# Task details
In the response, the entries must appear exactly as supplied.

[Saved data entries]

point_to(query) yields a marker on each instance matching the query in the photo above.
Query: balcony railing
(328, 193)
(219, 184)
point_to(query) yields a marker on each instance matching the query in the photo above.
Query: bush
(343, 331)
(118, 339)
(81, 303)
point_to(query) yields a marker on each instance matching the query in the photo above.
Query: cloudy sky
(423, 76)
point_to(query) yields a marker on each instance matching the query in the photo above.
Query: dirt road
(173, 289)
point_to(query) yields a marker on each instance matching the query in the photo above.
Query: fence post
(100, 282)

# Answer space
point_to(query) yields a marker on each instance matching the query in the photo above.
Query: balcony railing
(328, 193)
(219, 184)
point_to(query) yields a marker on each instance matching the query in the photo above.
Query: bush
(343, 331)
(118, 339)
(81, 303)
point_to(query) yields a marker on each instance matching the query in the photo above.
Query: cloudy sky
(423, 76)
point_to(query) yields a marker on each instance matching the query in the photo above.
Query: dirt road
(173, 289)
point_to(query) yields a marker on each instance matching the query in the photo above.
Query: fence post
(100, 282)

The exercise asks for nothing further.